What you should do: From the passage about Pat in Moss Park, copy word for word the stretch from "In 1972, after" through "Minister of Dominica.".

In 1972, after the death of her husband Peter, Pat moved to Toronto's Moss Park Housing Project with her daughter Katheryne. Widowed and diagnosed with cancer in 1971, Pat was on Family Benefits and living in a subsidized apartment. Katheryne attended her first demonstration around that time. Protestors gathered to defend Dominica activist Rosie Douglas who was facing deportation for organizing against racism in Montreal. Rosie would go on to become Prime Minister of Dominica.

Pat met like minded parents at Campus Community Co-operative Daycare, which was founded by activists who decided to take over a building at the University of Toronto and set up their own cooperative child care program. Schulz organized with other single mothers in Moss Park to set up an infant toddler program in Duke of York School, and a hot breakfast and hot lunch program. Family benefits, subsidized housing and subsidized child care were the safety net that saved her.

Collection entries
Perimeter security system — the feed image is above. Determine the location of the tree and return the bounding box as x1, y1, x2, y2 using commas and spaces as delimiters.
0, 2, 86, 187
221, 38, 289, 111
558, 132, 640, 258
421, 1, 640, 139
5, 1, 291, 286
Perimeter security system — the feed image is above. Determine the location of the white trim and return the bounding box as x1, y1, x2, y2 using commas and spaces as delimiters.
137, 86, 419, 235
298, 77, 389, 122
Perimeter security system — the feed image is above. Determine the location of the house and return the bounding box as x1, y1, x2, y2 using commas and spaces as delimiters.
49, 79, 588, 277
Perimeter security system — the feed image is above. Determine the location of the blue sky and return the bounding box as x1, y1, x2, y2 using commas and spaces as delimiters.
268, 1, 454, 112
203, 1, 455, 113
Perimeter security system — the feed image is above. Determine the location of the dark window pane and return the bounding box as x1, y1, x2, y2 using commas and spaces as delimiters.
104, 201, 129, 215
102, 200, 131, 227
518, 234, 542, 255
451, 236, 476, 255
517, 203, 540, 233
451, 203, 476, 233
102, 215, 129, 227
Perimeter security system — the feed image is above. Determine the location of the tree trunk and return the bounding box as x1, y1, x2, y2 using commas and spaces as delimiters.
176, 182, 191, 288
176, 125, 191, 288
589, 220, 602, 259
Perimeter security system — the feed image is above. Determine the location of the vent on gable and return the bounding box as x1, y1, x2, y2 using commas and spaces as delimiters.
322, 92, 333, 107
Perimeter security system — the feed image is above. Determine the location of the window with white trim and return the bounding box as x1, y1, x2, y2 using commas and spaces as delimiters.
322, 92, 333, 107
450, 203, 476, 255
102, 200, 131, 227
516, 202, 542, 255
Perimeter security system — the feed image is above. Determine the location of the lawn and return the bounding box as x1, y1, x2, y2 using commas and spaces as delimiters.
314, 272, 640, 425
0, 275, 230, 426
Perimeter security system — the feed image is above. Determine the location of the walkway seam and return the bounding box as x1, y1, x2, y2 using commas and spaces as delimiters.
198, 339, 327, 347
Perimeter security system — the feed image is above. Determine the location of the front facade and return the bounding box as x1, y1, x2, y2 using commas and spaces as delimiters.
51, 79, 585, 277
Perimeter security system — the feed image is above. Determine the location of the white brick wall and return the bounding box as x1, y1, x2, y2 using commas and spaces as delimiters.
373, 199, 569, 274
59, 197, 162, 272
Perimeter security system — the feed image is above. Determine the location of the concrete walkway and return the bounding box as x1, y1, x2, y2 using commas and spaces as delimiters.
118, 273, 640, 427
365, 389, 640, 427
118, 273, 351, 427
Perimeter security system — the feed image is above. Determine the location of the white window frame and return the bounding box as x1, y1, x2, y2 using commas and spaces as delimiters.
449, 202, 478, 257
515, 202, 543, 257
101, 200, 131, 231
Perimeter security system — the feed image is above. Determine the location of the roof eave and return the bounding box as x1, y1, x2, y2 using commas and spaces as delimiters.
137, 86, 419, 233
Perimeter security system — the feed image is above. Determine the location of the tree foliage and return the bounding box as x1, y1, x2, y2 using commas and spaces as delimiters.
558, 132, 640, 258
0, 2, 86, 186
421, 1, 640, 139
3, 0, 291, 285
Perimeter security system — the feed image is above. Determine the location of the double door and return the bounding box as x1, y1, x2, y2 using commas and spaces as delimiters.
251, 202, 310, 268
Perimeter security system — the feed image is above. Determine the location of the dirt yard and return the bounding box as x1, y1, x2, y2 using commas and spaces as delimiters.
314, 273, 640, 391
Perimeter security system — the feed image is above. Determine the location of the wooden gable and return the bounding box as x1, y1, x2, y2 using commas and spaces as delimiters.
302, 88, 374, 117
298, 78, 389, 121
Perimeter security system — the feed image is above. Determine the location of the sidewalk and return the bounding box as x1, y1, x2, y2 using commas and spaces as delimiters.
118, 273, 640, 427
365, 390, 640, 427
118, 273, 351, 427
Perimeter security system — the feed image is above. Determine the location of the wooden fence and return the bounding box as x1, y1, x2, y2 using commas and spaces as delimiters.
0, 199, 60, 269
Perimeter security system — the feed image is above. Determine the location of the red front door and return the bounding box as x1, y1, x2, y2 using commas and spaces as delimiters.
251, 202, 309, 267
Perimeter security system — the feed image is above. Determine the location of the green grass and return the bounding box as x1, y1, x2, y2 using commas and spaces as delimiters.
...
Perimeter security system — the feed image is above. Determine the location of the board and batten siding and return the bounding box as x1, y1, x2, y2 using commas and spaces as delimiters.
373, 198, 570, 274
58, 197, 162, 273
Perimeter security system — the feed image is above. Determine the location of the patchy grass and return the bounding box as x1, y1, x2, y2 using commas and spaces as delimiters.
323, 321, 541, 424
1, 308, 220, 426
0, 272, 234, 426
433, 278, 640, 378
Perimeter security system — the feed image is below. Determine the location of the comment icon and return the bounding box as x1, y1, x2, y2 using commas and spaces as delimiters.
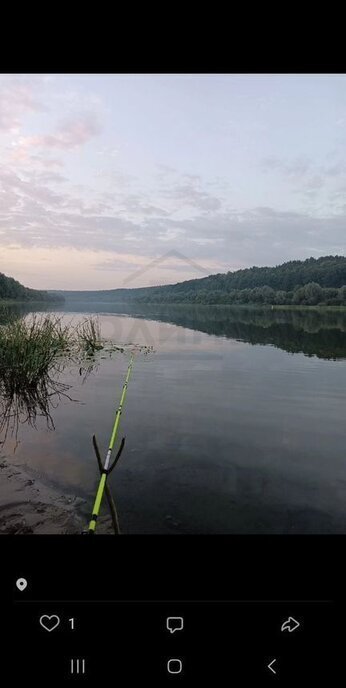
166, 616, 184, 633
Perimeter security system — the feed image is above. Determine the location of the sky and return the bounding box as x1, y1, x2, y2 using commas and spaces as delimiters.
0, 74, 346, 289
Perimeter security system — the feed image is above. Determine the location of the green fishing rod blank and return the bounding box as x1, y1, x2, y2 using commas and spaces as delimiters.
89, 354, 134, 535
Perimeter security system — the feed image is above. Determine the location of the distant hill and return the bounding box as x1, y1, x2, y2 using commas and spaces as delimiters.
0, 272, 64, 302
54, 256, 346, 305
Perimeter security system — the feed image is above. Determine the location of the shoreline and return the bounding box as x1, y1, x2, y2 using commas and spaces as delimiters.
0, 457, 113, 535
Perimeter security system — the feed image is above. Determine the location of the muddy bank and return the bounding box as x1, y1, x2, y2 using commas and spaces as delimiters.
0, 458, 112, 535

Answer box:
In 1972, after the death of her husband Peter, Pat moved to Toronto's Moss Park Housing Project with her daughter Katheryne. Widowed and diagnosed with cancer in 1971, Pat was on Family Benefits and living in a subsidized apartment. Katheryne attended her first demonstration around that time. Protestors gathered to defend Dominica activist Rosie Douglas who was facing deportation for organizing against racism in Montreal. Rosie would go on to become Prime Minister of Dominica.